## Exercise aim
Retype everything in the listing, leaving each line exactly as it is.

(Stored items)
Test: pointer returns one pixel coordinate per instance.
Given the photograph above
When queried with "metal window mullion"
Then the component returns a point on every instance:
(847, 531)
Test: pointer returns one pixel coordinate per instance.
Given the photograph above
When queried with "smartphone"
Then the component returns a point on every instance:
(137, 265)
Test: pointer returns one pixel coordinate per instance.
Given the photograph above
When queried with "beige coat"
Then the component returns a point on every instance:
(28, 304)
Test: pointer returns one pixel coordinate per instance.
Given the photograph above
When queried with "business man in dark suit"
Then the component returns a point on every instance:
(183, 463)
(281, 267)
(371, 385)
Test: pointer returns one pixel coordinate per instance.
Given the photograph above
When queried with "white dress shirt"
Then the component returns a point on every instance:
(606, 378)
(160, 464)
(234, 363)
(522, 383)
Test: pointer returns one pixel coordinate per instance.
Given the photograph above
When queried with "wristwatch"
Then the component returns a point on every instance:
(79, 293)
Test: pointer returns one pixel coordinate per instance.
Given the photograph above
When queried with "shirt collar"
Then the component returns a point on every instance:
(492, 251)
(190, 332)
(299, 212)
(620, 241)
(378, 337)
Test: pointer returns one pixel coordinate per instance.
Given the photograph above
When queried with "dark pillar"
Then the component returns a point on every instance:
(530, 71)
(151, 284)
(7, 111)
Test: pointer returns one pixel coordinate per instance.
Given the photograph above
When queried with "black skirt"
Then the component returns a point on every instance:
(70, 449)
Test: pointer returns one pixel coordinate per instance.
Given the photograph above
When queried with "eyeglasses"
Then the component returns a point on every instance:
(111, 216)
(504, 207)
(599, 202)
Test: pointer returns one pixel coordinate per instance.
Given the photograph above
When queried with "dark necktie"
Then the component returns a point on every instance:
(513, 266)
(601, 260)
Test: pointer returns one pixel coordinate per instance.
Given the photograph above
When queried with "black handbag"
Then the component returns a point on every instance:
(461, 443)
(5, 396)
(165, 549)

## Correct output
Test: pointer returns one pixel coordinate per instance.
Given the photograph above
When queried with "metal window mullion"
Then the component returns a point on every instance:
(847, 531)
Test: pointer returns one pixel coordinate per instance.
Given the photograph above
When queried with "smartphone"
Then the component returns a point on every instance:
(137, 265)
Test: pointer returns one pixel coordinate per instance.
Given the photograph above
When queried with "beige coat"
Then the component returns a point on every instance:
(28, 304)
Test: pointer returns one pixel coordinate per instance.
Given the photograph above
When queried with "business man in dark suit"
Then the component returns a point on every instance:
(183, 463)
(281, 267)
(371, 385)
Test: pointer returns one pixel coordinate per instance.
Given the photograph above
When queried with "white dress shirt"
Then the component returns a point on every instance:
(606, 378)
(160, 464)
(234, 363)
(522, 383)
Test: pointer returns one pixel coordinate per instance.
Given the photograph above
When queried with "wristwatch"
Then the component returns a point on every instance:
(79, 293)
Test: pointer returns one pixel coordinate per instance.
Given the photograph above
When queried with "shirt collar"
Then the component returns a point on every instance:
(492, 251)
(190, 332)
(299, 212)
(620, 241)
(378, 337)
Test: pointer returns one pixel coordinate per instance.
Given the photograph above
When queried with "dark pillar"
Then the component returns a point on every instance:
(530, 71)
(151, 284)
(7, 111)
Test: pointer returns one pixel coordinate per instance.
Given the photograph above
When queried with "black skirt"
Then the component returns a point on every instance:
(70, 449)
Test: pointer returns one pixel coordinate per instance.
Given the photograph above
When queried with "eyeglasses"
Then the component returns a point on every instance:
(111, 216)
(504, 207)
(599, 202)
Test: pointer returns one pixel coordinate per instance.
Given the photograph above
When queried with "dark necktie"
Then the component returns a point on every instance:
(513, 266)
(601, 260)
Test: pointer returns one pixel coordinate per instance.
Given the photograph above
When queried with "black handbag"
Then the component returns a point on every instance:
(461, 443)
(5, 396)
(165, 549)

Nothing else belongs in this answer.